▶ [ENTRIES PROVIDED]:
------------------------------------------------------------

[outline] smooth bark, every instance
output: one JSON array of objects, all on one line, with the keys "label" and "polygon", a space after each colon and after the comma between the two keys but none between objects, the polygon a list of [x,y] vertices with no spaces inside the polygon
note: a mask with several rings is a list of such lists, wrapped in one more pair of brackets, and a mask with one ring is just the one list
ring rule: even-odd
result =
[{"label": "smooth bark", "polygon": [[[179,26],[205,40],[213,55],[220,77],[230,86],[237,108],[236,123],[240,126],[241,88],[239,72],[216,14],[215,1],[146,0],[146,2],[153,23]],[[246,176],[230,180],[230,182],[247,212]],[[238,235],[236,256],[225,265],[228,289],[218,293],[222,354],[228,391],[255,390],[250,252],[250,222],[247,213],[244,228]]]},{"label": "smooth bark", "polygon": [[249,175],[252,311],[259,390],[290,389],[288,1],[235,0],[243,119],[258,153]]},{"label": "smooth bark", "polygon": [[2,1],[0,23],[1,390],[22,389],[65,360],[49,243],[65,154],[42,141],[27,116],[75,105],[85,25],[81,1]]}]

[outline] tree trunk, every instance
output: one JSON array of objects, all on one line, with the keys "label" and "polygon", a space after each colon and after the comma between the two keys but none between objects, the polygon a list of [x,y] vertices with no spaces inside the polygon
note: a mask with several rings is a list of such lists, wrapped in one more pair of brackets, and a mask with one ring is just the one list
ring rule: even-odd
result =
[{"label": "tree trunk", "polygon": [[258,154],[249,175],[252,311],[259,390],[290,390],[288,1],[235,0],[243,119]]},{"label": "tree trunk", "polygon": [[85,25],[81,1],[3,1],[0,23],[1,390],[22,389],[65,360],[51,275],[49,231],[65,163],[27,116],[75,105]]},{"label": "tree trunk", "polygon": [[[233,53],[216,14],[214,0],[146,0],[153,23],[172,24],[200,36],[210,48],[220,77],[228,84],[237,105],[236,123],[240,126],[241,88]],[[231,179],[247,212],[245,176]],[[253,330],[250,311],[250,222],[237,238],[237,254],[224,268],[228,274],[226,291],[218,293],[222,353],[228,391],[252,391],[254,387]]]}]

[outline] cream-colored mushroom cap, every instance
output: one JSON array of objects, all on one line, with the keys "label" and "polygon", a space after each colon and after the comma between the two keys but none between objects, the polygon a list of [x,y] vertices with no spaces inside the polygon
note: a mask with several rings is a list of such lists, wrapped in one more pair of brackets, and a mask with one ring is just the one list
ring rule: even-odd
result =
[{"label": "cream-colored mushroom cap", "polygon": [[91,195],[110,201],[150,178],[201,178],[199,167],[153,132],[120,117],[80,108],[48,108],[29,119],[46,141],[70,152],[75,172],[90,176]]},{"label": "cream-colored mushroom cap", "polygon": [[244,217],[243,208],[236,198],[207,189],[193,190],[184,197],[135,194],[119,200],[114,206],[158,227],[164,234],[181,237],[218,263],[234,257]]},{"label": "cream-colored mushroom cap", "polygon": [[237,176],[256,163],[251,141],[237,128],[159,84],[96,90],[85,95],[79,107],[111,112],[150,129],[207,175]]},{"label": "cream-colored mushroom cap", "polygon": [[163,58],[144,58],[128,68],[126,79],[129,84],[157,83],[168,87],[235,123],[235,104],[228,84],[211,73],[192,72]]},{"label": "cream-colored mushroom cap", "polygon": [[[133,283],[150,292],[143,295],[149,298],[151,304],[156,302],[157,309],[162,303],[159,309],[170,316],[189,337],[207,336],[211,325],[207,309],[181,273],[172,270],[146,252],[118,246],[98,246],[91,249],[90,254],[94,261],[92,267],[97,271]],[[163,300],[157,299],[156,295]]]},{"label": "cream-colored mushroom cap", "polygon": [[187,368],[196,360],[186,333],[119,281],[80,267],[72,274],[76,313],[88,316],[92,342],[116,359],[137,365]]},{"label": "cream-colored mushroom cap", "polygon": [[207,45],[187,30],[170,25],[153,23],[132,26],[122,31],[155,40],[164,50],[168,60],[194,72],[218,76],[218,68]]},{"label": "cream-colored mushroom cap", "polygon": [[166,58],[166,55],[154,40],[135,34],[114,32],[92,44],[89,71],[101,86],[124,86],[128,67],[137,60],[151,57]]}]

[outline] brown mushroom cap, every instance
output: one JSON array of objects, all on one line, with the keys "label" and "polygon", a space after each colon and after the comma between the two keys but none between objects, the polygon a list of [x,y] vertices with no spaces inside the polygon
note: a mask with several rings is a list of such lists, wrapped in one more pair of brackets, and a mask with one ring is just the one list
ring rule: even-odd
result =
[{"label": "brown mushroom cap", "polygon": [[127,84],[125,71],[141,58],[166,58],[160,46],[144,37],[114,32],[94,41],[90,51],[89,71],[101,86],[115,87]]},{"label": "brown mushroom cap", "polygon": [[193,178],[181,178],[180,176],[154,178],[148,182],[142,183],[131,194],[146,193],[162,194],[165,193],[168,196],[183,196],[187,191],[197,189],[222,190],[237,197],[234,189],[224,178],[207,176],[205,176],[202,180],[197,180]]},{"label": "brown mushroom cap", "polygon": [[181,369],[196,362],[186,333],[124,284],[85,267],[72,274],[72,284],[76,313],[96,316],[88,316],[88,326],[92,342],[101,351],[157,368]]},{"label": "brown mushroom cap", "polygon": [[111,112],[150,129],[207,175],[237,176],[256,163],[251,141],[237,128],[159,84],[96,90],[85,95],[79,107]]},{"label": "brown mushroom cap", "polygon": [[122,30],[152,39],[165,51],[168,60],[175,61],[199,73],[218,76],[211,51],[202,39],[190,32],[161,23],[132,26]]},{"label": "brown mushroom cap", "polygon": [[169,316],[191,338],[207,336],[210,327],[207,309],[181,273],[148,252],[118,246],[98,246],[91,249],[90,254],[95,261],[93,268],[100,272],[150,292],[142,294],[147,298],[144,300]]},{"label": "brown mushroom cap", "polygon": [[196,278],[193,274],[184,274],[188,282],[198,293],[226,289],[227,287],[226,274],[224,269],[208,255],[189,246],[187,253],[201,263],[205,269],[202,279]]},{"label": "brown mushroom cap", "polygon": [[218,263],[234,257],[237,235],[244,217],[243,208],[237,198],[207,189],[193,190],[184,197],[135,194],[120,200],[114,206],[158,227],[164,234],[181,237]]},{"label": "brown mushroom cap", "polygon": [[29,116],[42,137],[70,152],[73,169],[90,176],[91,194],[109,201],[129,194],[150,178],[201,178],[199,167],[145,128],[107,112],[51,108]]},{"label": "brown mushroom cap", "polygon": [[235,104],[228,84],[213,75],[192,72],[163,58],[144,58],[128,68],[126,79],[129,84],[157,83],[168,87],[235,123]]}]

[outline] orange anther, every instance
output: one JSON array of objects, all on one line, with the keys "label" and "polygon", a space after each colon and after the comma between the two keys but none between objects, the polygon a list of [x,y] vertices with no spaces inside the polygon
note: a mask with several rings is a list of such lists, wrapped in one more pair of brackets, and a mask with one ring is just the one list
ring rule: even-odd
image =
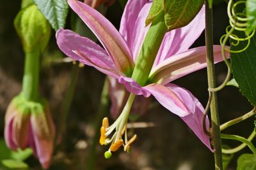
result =
[{"label": "orange anther", "polygon": [[108,123],[108,118],[107,117],[104,118],[102,120],[102,127],[105,128],[105,130],[109,127],[109,124]]},{"label": "orange anther", "polygon": [[129,140],[127,143],[126,143],[125,146],[124,146],[124,150],[125,152],[129,151],[130,150],[130,145],[136,140],[137,138],[137,135],[134,134],[132,138]]},{"label": "orange anther", "polygon": [[102,126],[100,127],[100,144],[103,145],[105,144],[106,136],[105,136],[106,130],[105,128]]},{"label": "orange anther", "polygon": [[123,145],[123,143],[124,143],[123,140],[119,139],[116,143],[112,144],[111,146],[110,146],[109,149],[111,152],[116,152]]}]

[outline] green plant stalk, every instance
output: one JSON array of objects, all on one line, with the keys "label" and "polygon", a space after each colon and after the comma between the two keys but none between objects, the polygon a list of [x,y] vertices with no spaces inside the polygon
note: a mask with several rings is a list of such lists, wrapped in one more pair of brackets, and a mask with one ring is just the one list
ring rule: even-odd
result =
[{"label": "green plant stalk", "polygon": [[[256,136],[256,132],[254,131],[252,132],[252,133],[250,135],[249,138],[247,139],[247,140],[248,141],[252,141],[252,140],[254,138],[254,137],[255,137]],[[232,154],[232,153],[234,153],[236,152],[237,152],[241,150],[243,150],[245,146],[246,146],[246,144],[243,143],[241,145],[240,145],[239,146],[234,148],[232,148],[232,149],[223,149],[222,148],[222,152],[226,154]]]},{"label": "green plant stalk", "polygon": [[[216,87],[216,78],[213,56],[212,42],[212,10],[210,8],[207,1],[205,1],[205,43],[207,63],[208,86]],[[212,142],[215,150],[215,169],[223,169],[221,141],[220,138],[220,118],[218,108],[217,94],[212,92],[211,103],[211,116],[212,119]]]},{"label": "green plant stalk", "polygon": [[66,129],[67,119],[70,109],[70,106],[76,89],[76,85],[79,76],[78,64],[78,62],[76,62],[76,64],[72,65],[70,75],[71,80],[64,98],[64,101],[61,106],[60,115],[59,117],[59,131],[57,133],[57,138],[56,138],[57,140],[60,139]]},{"label": "green plant stalk", "polygon": [[87,160],[87,168],[88,170],[95,169],[95,149],[96,146],[99,143],[100,136],[100,131],[99,131],[99,129],[100,129],[102,120],[106,115],[106,113],[109,112],[109,99],[108,97],[108,88],[109,83],[108,78],[106,77],[101,92],[100,104],[97,114],[97,117],[95,121],[95,129],[96,129],[96,133],[93,138],[92,145],[89,152],[89,157]]},{"label": "green plant stalk", "polygon": [[256,110],[255,110],[255,108],[254,108],[252,110],[251,110],[250,112],[247,113],[246,114],[245,114],[243,116],[241,116],[239,117],[237,117],[235,119],[231,120],[227,122],[226,123],[221,125],[220,130],[223,131],[230,126],[238,124],[248,118],[252,117],[252,116],[255,115],[255,114],[256,114]]},{"label": "green plant stalk", "polygon": [[256,157],[256,148],[253,146],[253,144],[252,144],[252,143],[250,142],[248,139],[237,135],[232,135],[232,134],[221,134],[221,137],[222,139],[234,139],[245,143],[246,145],[247,145],[249,148],[253,153],[254,155]]},{"label": "green plant stalk", "polygon": [[144,86],[148,80],[149,73],[166,31],[164,12],[163,11],[154,19],[136,61],[132,78],[141,86]]},{"label": "green plant stalk", "polygon": [[38,99],[40,50],[25,52],[25,68],[22,81],[22,93],[28,101]]}]

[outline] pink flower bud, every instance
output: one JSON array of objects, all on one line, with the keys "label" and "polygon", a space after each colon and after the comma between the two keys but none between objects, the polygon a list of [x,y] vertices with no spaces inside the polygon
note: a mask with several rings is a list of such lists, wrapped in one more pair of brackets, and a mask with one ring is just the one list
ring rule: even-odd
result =
[{"label": "pink flower bud", "polygon": [[26,101],[22,95],[9,104],[5,116],[4,138],[14,150],[31,148],[42,167],[49,167],[55,127],[47,104]]}]

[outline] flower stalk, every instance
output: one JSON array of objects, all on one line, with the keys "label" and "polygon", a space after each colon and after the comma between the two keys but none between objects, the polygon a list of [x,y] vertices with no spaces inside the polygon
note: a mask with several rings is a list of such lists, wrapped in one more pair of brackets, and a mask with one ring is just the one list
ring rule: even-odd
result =
[{"label": "flower stalk", "polygon": [[146,84],[161,44],[167,31],[164,11],[156,18],[147,34],[133,71],[132,78],[141,86]]},{"label": "flower stalk", "polygon": [[25,69],[22,93],[28,101],[36,101],[38,98],[40,50],[26,52]]},{"label": "flower stalk", "polygon": [[[207,63],[207,76],[209,88],[216,87],[216,77],[214,71],[214,62],[213,56],[212,41],[212,10],[210,8],[209,3],[205,1],[205,43]],[[212,92],[212,100],[211,103],[211,116],[212,119],[212,143],[215,150],[214,160],[215,169],[223,169],[221,141],[220,138],[220,118],[218,108],[218,100],[216,92]]]}]

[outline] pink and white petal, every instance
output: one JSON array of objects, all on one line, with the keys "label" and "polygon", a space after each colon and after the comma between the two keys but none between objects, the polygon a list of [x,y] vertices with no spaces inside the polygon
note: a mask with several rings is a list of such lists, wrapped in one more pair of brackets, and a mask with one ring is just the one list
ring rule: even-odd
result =
[{"label": "pink and white petal", "polygon": [[108,76],[108,80],[109,96],[111,101],[110,113],[113,118],[116,118],[125,105],[129,93],[124,85],[119,83],[116,78]]},{"label": "pink and white petal", "polygon": [[[45,118],[47,119],[47,118]],[[49,125],[47,126],[47,129],[44,129],[46,126],[41,127],[42,125],[38,125],[38,123],[42,123],[42,122],[36,119],[38,119],[36,116],[31,116],[32,145],[34,145],[34,146],[32,145],[31,146],[34,149],[36,156],[38,158],[42,167],[44,169],[47,169],[51,161],[52,153],[53,152],[53,134],[55,132],[51,132],[52,129],[51,129]],[[51,134],[49,136],[45,136],[45,132],[50,132]]]},{"label": "pink and white petal", "polygon": [[147,32],[150,26],[148,25],[145,27],[145,20],[149,13],[149,10],[150,10],[151,5],[152,1],[148,1],[147,3],[145,4],[140,11],[135,25],[134,25],[134,27],[133,29],[132,38],[133,44],[132,45],[131,50],[132,51],[133,60],[135,63],[139,55],[145,38],[146,37]]},{"label": "pink and white petal", "polygon": [[[140,11],[147,1],[147,0],[129,0],[124,9],[121,19],[119,32],[126,41],[130,49],[132,48],[134,43],[134,32],[135,30],[138,29],[136,29],[136,27],[138,27],[136,23],[138,23],[138,18],[141,18],[141,16],[139,17],[139,14],[141,15]],[[145,13],[144,15],[147,15],[148,13]],[[142,22],[143,25],[140,27],[141,29],[143,29],[143,28],[145,27],[145,18],[144,18],[144,21]]]},{"label": "pink and white petal", "polygon": [[[214,63],[223,60],[221,46],[214,46]],[[229,53],[226,52],[229,57]],[[200,46],[174,55],[154,67],[149,76],[153,82],[164,85],[205,67],[206,48]]]},{"label": "pink and white petal", "polygon": [[128,92],[135,95],[143,95],[145,97],[148,97],[151,94],[147,89],[141,87],[139,83],[131,78],[121,76],[118,79],[118,82],[123,84]]},{"label": "pink and white petal", "polygon": [[60,50],[73,59],[115,78],[123,74],[117,70],[106,50],[90,39],[70,30],[60,29],[56,32],[56,39]]},{"label": "pink and white petal", "polygon": [[[150,84],[144,88],[148,89],[164,108],[179,116],[197,137],[212,151],[210,138],[204,133],[203,129],[204,108],[190,92],[172,83],[165,86]],[[208,119],[206,125],[209,129]]]},{"label": "pink and white petal", "polygon": [[4,139],[7,145],[7,146],[13,150],[16,150],[18,148],[17,143],[15,143],[13,141],[13,123],[14,117],[9,119],[6,122],[4,126]]},{"label": "pink and white petal", "polygon": [[167,32],[158,51],[154,66],[176,53],[187,50],[204,31],[205,6],[186,26]]},{"label": "pink and white petal", "polygon": [[[118,83],[113,77],[108,76],[109,81],[109,94],[111,101],[111,114],[114,118],[117,118],[123,110],[127,101],[129,92],[124,85]],[[150,97],[145,98],[143,96],[136,96],[131,110],[131,114],[143,115],[148,108]]]},{"label": "pink and white petal", "polygon": [[[162,104],[179,117],[185,117],[195,111],[195,105],[188,92],[180,89],[172,90],[168,87],[156,83],[144,87]],[[180,90],[180,91],[179,91]]]},{"label": "pink and white petal", "polygon": [[68,0],[68,3],[102,43],[118,71],[126,73],[132,70],[134,62],[130,49],[112,24],[82,2]]}]

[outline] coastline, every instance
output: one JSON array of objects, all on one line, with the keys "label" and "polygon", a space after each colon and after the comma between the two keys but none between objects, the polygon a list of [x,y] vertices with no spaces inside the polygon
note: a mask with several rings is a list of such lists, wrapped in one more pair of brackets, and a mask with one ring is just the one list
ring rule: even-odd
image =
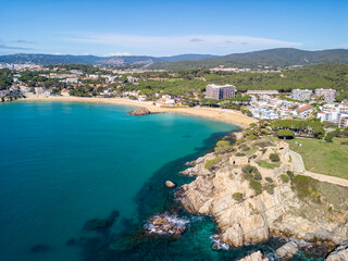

------------------------------------------------------------

▶ [SHORT EXERCISE]:
Pull out each line of the records above that contains the string "anther". Case counts.

▶ [EXERCISE OUTPUT]:
[outline] orange anther, every instance
[{"label": "orange anther", "polygon": [[108,123],[108,118],[107,117],[104,118],[102,120],[102,127],[105,128],[105,130],[109,127],[109,124]]},{"label": "orange anther", "polygon": [[129,140],[127,143],[126,143],[125,146],[124,146],[124,150],[125,152],[129,151],[130,150],[130,145],[136,140],[137,138],[137,135],[134,134],[132,138]]},{"label": "orange anther", "polygon": [[102,126],[100,127],[100,144],[103,145],[105,144],[106,136],[105,136],[106,130],[105,128]]},{"label": "orange anther", "polygon": [[123,145],[123,143],[124,143],[123,140],[119,139],[116,143],[112,144],[111,146],[110,146],[109,149],[111,152],[116,152]]}]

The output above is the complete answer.